━━ Provided passage ━━

The Need for a Policy

PBM models objects such as databases, tables, and logins within the SQL Server instance and provides a hierarchical structure of these managed targets. Each target has many characteristics. For example, the database target has properties such as autoclose, whether the database is encrypted, and so on. These targets have specific properties that are exposed through facets. When you create a policy, it is based on a facet. A facet describes some characteristics of a specific target that you can create a policy against.

To help illustrate these concepts, I’ll show how to create a policy that will validate your security settings. The scenario for this example is as follows: Recently, a consultant was hired by your company to determine which kinds of things needed to be done to be PCI compliant. The consultant has tasked you with ensuring all servers in your organization match the given configuration:

  • The common criteria mode should be enabled.
  • SQL Server should be in Windows-integrated mode only.
  • The xp_cmdshell extended stored procedure should be disabled.
  • Cross-database ownership chaining should be disabled on every database.
  • You manage 25 production SQL Server instances. Now, go and earn your paycheck!

Create Policy on a Local Server

First, let’s create the policy on the local server to make sure it’s what you want to deploy. To create a new policy, select New Policy from the context menu of the Policy node in the Management tree in Object Explorer. This will launch the Create New Policy dialog box, shown in Figure 1.

━━━
━━ Dataset rows ━━

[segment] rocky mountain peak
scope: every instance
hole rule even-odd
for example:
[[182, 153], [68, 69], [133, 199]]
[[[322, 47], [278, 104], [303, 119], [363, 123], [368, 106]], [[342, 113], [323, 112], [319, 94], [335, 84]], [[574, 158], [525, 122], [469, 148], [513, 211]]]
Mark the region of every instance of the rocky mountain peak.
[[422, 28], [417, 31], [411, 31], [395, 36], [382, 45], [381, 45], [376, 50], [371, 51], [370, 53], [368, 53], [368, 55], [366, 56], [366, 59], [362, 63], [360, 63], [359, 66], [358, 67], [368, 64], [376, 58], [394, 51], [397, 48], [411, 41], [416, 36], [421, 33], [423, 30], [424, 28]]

━━━

Transcribe the whole passage "The Need for a Policy" from beginning to end, keeping every word, bullet and heading unchanged.

#### [Worked answer]
The Need for a Policy

PBM models objects such as databases, tables, and logins within the SQL Server instance and provides a hierarchical structure of these managed targets. Each target has many characteristics. For example, the database target has properties such as autoclose, whether the database is encrypted, and so on. These targets have specific properties that are exposed through facets. When you create a policy, it is based on a facet. A facet describes some characteristics of a specific target that you can create a policy against.

To help illustrate these concepts, I’ll show how to create a policy that will validate your security settings. The scenario for this example is as follows: Recently, a consultant was hired by your company to determine which kinds of things needed to be done to be PCI compliant. The consultant has tasked you with ensuring all servers in your organization match the given configuration:

  • The common criteria mode should be enabled.
  • SQL Server should be in Windows-integrated mode only.
  • The xp_cmdshell extended stored procedure should be disabled.
  • Cross-database ownership chaining should be disabled on every database.
  • You manage 25 production SQL Server instances. Now, go and earn your paycheck!

Create Policy on a Local Server

First, let’s create the policy on the local server to make sure it’s what you want to deploy. To create a new policy, select New Policy from the context menu of the Policy node in the Management tree in Object Explorer. This will launch the Create New Policy dialog box, shown in Figure 1.